§ **SET TASK 1**: In the excerpt on Hecke eigenforms and L-functions, edit the passage from "This program has" up to and including "arguments are sufficient.", replacing "restriction mapping" with "restriction map".

§ **SOURCE EXCERPT**:
──────
What happens exactly depends, of course, on the original data. The original form $\omega$ should be specified more precisely; for instance, one may assume that it is an eigenform for a certain subalgebra of the Hecke algebra. Then as such it produces certain $L$-functions $L ( \omega , r , s )$ (cf. also $L$-function) and the answer to the above questions depends on the behaviour of certain of these $L$-functions at $s = 0$.

This program has been carried out successfully in some low-dimensional cases, see, for instance, [a2], [a3], [a7]. In the example, the restriction mapping $r$ is surjective in degree one and zero in degree zero if $n > 0$. If $n = 0$, then the image of $r$ in degree one has codimension $1$ and dimension $1$ in degree zero. Actually, in this case the theory of Eisenstein series is not needed, since purely topological arguments are sufficient.
──────
§ **SET TASK 2**: In the listing, rewrite each line from the line with "You must identify where the blue wooden" up to and including the line with "[473,59,783,142]", requests included. Multiply every bounding box coordinate in the answers by 2.6, round it to a whole number with halves rounded up, leave out the pictures, and give only these lines.
──────
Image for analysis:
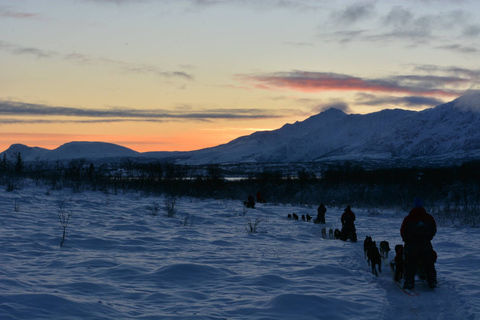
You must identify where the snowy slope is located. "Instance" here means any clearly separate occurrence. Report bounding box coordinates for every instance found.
[0,92,480,164]
[0,185,480,320]
[181,92,480,163]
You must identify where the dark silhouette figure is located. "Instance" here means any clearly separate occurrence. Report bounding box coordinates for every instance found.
[340,206,357,242]
[246,194,255,209]
[315,203,327,223]
[256,190,265,203]
[400,198,437,289]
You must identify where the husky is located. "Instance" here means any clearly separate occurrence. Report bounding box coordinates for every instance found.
[363,236,372,265]
[367,241,382,277]
[380,240,390,259]
[333,229,342,239]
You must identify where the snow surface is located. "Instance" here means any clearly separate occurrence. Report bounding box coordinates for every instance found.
[0,185,480,320]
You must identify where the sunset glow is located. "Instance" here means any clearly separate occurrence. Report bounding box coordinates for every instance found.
[0,0,480,152]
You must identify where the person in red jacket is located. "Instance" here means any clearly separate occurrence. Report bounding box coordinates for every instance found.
[400,198,437,289]
[340,206,357,242]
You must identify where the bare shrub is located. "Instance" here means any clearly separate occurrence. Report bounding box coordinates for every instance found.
[245,216,265,233]
[164,196,177,218]
[57,201,72,247]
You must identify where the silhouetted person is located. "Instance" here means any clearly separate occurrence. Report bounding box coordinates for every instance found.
[317,203,327,223]
[400,198,437,289]
[340,206,357,242]
[247,194,255,209]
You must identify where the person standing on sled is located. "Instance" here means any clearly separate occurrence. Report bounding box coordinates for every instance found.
[340,206,357,242]
[400,198,437,289]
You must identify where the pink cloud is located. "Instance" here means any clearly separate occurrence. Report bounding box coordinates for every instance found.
[239,71,465,96]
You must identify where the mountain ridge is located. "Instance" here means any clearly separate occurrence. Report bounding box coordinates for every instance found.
[0,92,480,164]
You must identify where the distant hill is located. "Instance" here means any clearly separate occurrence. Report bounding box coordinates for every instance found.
[0,92,480,165]
[0,141,140,161]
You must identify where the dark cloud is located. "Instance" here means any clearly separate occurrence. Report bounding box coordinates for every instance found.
[437,44,480,54]
[331,3,375,25]
[463,24,480,38]
[0,40,194,80]
[238,70,465,96]
[0,7,38,19]
[413,64,480,85]
[314,101,352,113]
[320,1,480,49]
[0,101,283,123]
[355,94,444,109]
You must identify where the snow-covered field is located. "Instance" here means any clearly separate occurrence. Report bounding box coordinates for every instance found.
[0,186,480,320]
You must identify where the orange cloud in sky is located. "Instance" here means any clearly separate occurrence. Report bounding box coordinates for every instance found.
[0,128,255,152]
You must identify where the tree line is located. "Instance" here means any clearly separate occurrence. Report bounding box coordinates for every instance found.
[0,154,480,227]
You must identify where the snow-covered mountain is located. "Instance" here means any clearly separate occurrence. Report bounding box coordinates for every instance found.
[174,92,480,163]
[0,92,480,164]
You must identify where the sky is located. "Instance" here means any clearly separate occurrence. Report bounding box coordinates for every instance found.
[0,0,480,152]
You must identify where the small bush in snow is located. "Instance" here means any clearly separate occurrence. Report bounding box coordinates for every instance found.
[245,216,264,233]
[164,196,177,217]
[183,214,195,228]
[57,201,72,247]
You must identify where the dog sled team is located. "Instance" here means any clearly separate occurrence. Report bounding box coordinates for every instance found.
[287,203,357,242]
[245,194,437,289]
[288,198,437,289]
[363,198,437,290]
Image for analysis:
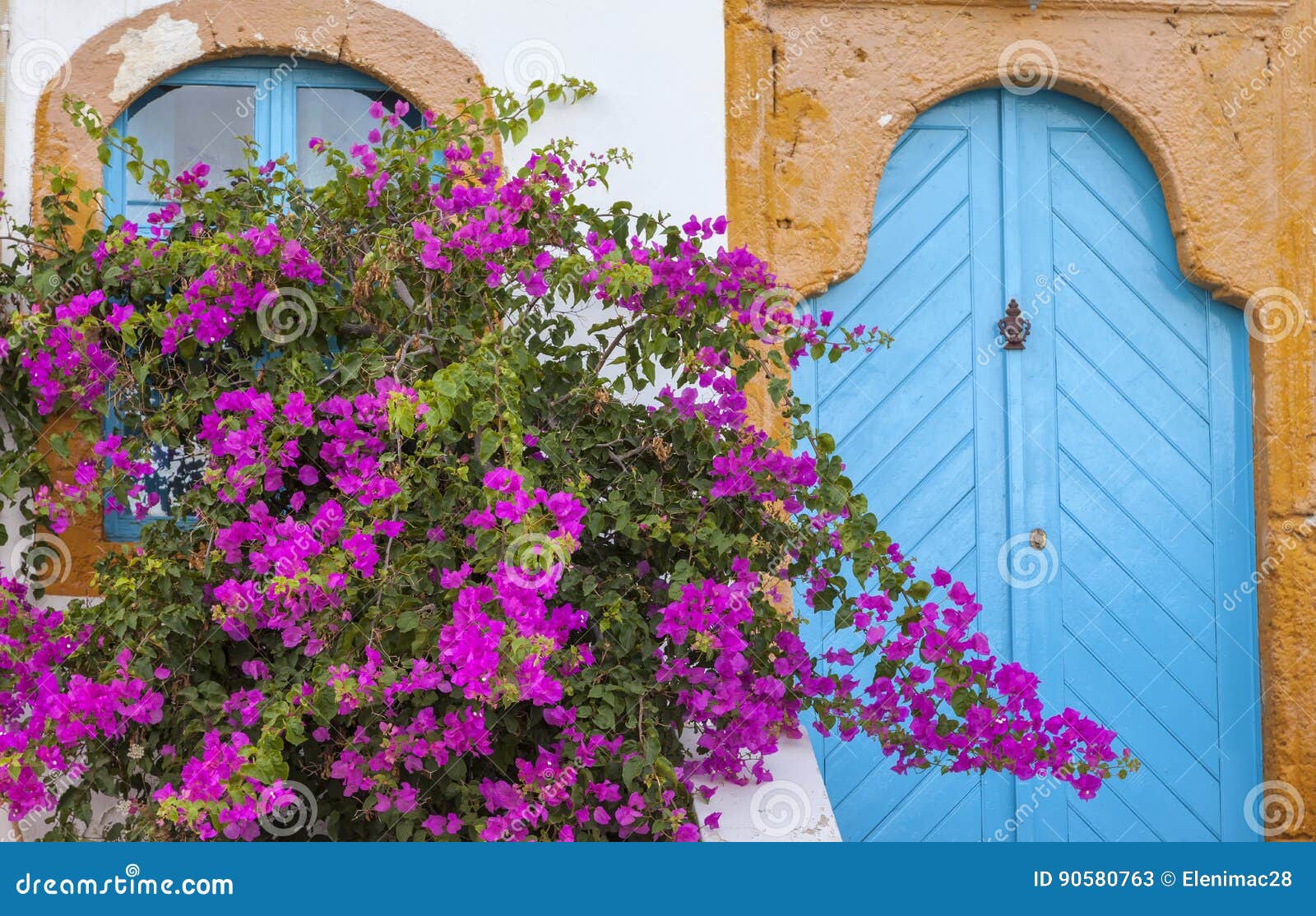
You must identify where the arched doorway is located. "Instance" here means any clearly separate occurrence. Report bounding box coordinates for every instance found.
[796,90,1261,841]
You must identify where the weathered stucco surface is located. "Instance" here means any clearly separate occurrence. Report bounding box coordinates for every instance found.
[725,0,1316,839]
[33,0,498,594]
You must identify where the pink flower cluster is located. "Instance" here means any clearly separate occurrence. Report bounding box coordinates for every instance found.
[0,576,164,821]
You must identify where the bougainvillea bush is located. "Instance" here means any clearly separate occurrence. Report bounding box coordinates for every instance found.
[0,81,1130,840]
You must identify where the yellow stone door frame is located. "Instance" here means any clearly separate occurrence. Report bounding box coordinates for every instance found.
[724,0,1316,840]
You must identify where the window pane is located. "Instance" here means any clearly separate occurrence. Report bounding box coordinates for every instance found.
[124,86,255,207]
[298,87,419,187]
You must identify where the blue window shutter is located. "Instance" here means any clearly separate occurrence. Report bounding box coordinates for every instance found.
[101,57,421,542]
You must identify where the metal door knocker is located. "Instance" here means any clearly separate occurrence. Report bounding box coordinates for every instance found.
[996,298,1033,350]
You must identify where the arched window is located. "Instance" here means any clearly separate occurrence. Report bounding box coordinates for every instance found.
[104,57,419,542]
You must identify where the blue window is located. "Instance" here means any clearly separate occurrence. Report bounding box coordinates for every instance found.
[104,57,419,541]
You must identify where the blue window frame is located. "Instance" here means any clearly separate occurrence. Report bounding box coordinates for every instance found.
[104,57,419,542]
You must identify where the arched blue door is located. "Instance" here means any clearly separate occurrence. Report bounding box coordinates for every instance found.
[798,90,1261,841]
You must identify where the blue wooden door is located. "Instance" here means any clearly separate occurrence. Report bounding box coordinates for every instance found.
[798,90,1261,841]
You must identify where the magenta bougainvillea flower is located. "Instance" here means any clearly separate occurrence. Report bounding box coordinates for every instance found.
[0,83,1134,841]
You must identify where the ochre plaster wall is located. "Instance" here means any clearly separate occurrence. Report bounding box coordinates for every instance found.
[33,0,500,594]
[725,0,1316,840]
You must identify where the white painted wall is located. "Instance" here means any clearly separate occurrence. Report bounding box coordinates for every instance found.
[4,0,726,235]
[0,0,840,840]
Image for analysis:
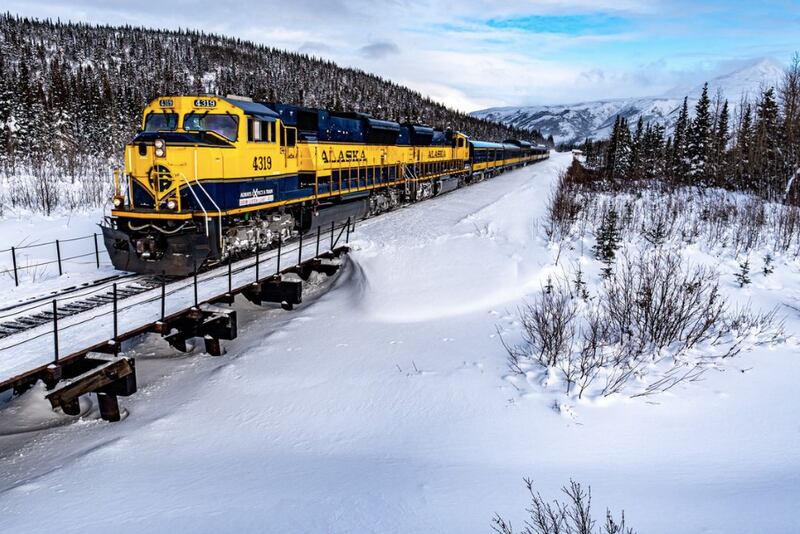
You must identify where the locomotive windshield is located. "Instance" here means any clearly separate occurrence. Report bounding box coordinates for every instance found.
[144,113,178,132]
[183,113,239,141]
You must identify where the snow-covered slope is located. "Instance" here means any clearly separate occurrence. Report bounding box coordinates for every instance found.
[0,154,800,534]
[473,59,783,142]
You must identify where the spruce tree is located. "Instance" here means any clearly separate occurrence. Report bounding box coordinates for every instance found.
[711,100,730,185]
[686,83,711,185]
[670,97,689,182]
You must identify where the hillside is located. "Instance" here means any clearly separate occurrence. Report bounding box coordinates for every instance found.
[0,14,541,215]
[473,59,783,143]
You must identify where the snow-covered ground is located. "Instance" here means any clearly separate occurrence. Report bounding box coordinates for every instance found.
[0,154,800,534]
[0,208,119,304]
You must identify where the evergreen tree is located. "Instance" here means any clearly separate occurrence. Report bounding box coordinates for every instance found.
[711,100,730,185]
[594,206,620,278]
[670,98,689,182]
[686,83,711,185]
[753,87,784,198]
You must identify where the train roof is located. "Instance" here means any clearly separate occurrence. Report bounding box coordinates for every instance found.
[469,139,505,149]
[220,97,280,120]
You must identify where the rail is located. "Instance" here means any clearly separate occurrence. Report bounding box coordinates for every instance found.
[0,232,106,287]
[0,218,355,392]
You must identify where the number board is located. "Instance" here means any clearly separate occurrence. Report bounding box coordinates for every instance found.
[194,98,217,108]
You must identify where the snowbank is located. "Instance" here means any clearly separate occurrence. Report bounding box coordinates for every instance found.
[0,155,800,534]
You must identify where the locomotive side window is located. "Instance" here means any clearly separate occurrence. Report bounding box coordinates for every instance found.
[247,119,275,143]
[281,126,297,146]
[144,113,178,132]
[183,112,239,141]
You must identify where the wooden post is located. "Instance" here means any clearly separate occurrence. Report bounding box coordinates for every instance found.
[96,392,121,423]
[94,233,100,269]
[53,299,58,363]
[113,284,119,356]
[297,230,303,265]
[161,271,167,323]
[56,239,64,276]
[275,236,283,274]
[11,247,19,287]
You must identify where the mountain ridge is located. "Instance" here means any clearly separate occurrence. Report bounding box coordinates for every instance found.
[472,58,783,143]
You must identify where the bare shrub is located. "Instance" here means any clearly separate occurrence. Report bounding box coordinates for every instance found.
[545,161,800,255]
[518,283,577,367]
[545,173,580,241]
[601,249,725,353]
[492,478,634,534]
[498,248,782,398]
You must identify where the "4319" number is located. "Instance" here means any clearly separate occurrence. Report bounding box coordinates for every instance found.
[253,156,272,171]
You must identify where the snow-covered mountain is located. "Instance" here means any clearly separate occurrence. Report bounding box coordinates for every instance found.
[472,58,783,143]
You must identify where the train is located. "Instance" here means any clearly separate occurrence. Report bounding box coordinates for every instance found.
[101,95,549,276]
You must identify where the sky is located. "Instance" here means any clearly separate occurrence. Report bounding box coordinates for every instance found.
[3,0,800,111]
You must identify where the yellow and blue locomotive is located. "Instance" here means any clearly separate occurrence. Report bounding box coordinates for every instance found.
[103,96,548,276]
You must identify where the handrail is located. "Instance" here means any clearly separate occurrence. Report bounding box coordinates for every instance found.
[178,171,208,237]
[178,171,222,246]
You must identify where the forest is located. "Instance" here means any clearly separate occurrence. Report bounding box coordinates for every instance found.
[0,14,543,215]
[582,54,800,204]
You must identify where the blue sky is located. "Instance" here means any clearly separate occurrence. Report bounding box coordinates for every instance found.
[5,0,800,111]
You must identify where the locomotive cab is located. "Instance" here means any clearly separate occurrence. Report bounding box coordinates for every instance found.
[103,96,297,275]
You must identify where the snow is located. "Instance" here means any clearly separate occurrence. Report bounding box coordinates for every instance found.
[0,208,119,303]
[472,58,783,143]
[0,154,800,534]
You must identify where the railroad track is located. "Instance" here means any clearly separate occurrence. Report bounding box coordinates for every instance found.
[0,274,162,339]
[0,231,310,339]
[0,160,548,339]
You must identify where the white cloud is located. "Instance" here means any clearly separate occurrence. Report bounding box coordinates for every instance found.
[6,0,792,110]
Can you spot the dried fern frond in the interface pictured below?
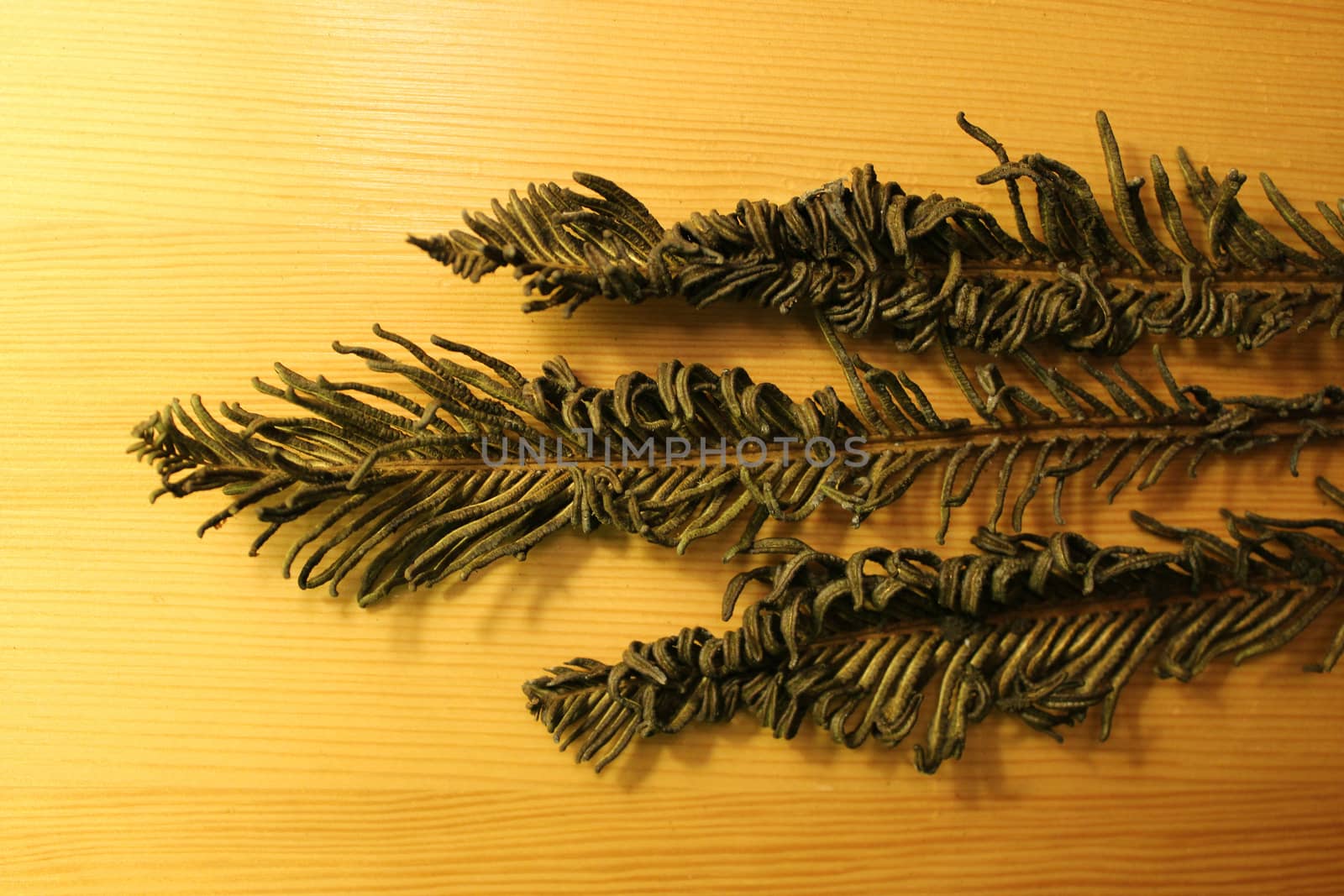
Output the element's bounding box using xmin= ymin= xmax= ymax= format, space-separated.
xmin=130 ymin=327 xmax=1344 ymax=605
xmin=522 ymin=480 xmax=1344 ymax=773
xmin=410 ymin=113 xmax=1344 ymax=354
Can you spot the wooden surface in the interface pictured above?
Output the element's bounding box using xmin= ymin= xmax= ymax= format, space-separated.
xmin=8 ymin=0 xmax=1344 ymax=894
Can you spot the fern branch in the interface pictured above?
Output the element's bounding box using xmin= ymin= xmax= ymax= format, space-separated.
xmin=408 ymin=113 xmax=1344 ymax=354
xmin=522 ymin=486 xmax=1344 ymax=773
xmin=130 ymin=327 xmax=1344 ymax=605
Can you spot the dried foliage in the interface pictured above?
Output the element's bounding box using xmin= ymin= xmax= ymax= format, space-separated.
xmin=130 ymin=327 xmax=1344 ymax=605
xmin=410 ymin=113 xmax=1344 ymax=354
xmin=522 ymin=481 xmax=1344 ymax=773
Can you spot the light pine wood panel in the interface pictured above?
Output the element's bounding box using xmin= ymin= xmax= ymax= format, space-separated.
xmin=8 ymin=2 xmax=1344 ymax=893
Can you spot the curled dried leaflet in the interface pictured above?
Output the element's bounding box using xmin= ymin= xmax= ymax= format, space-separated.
xmin=410 ymin=113 xmax=1344 ymax=354
xmin=522 ymin=481 xmax=1344 ymax=773
xmin=130 ymin=327 xmax=1344 ymax=605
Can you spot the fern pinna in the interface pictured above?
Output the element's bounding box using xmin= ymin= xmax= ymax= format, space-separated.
xmin=130 ymin=322 xmax=1344 ymax=605
xmin=410 ymin=113 xmax=1344 ymax=354
xmin=522 ymin=481 xmax=1344 ymax=773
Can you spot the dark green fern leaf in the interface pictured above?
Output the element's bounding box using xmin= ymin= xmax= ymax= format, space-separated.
xmin=522 ymin=480 xmax=1344 ymax=773
xmin=132 ymin=329 xmax=1344 ymax=603
xmin=410 ymin=113 xmax=1344 ymax=354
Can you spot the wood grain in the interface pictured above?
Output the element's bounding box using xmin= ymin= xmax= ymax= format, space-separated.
xmin=8 ymin=0 xmax=1344 ymax=894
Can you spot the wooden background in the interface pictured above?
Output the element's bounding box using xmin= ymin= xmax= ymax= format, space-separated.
xmin=8 ymin=0 xmax=1344 ymax=894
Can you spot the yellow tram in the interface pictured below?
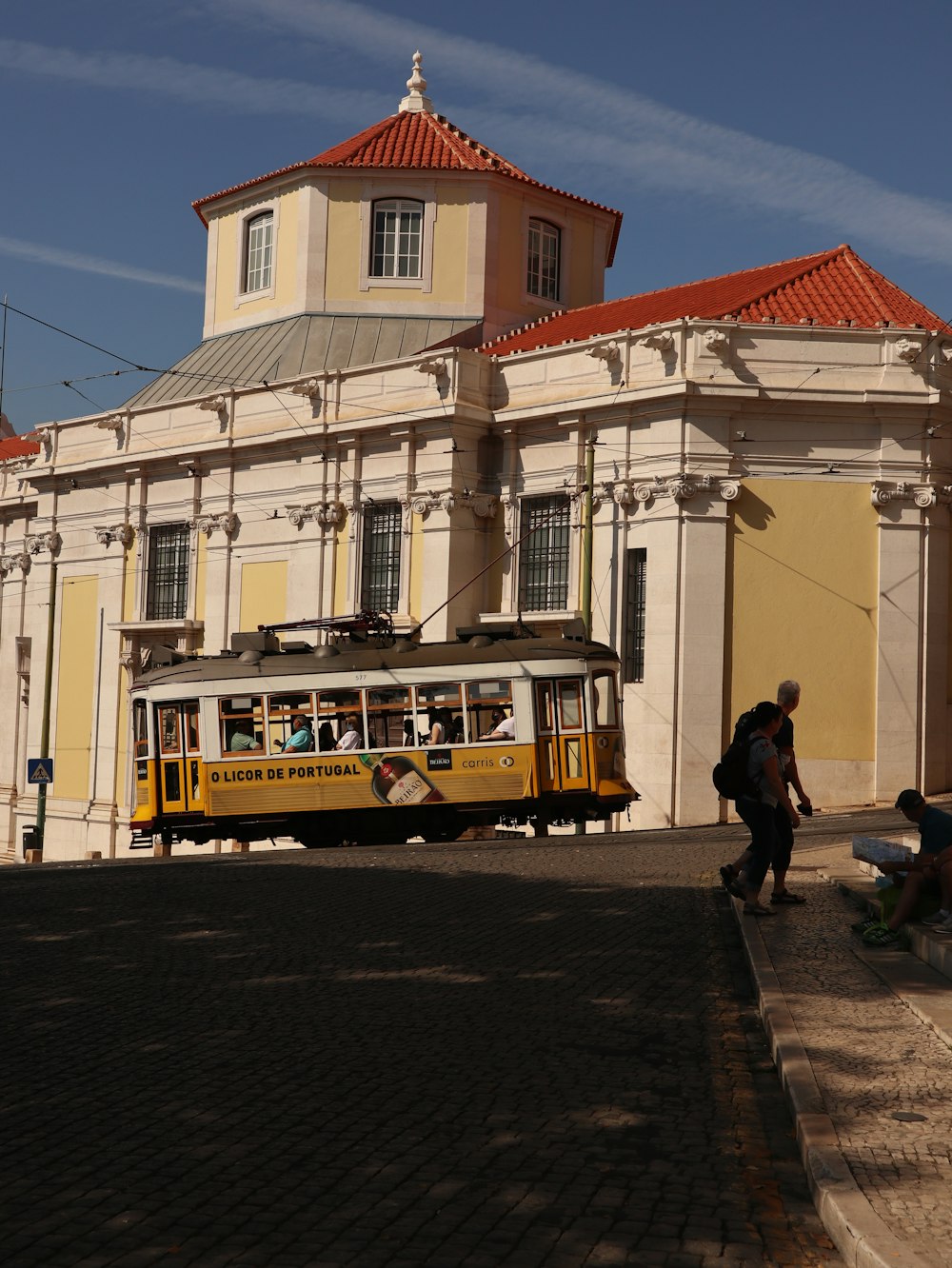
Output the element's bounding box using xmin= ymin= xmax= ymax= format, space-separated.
xmin=130 ymin=623 xmax=638 ymax=847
──────
§ **WORKED ANSWER 1**:
This program has been carried out successfully in some low-dimensional cases, see, for instance, [a2], [a3], [a7]. In the example, the restriction map $r$ is surjective in degree one and zero in degree zero if $n > 0$. If $n = 0$, then the image of $r$ in degree one has codimension $1$ and dimension $1$ in degree zero. Actually, in this case the theory of Eisenstein series is not needed, since purely topological arguments are sufficient.

§ **WORKED ANSWER 2**:
You must identify where the blue wooden door is located. "Instance" here means any clearly separate occurrence. Report bounding box coordinates for every instance found.
[2075,234,3279,2187]
You must identify where the magenta bougainvillea flower is located. "Instance" here means any clearly separate occurrence. Report bounding box coordinates for every instance found.
[0,216,2948,2187]
You must identify where the ochre plaster wall is located. "Instance" here means any clearly separate occurrence. Report bounding box coordinates for every instance found.
[86,0,1300,1544]
[1885,0,3422,2184]
You must identify where the white painted wall is located. "Instance" here means any clearly separate occurrence. Report bounding box coordinates for every instance found.
[10,0,1888,611]
[0,0,2184,2184]
Image for analysis:
You must identify where the locomotive windshield is located. "Instance" here means any clearly separate occurrence. Report bounding box coordinates for every instance found.
[374,294,463,343]
[476,294,621,367]
You must identify where the snow-covered slope is located. "Instance" here means any clearly separate occurrence. Report bounding box coordinates for every instance found.
[0,400,2080,1388]
[1230,153,2036,369]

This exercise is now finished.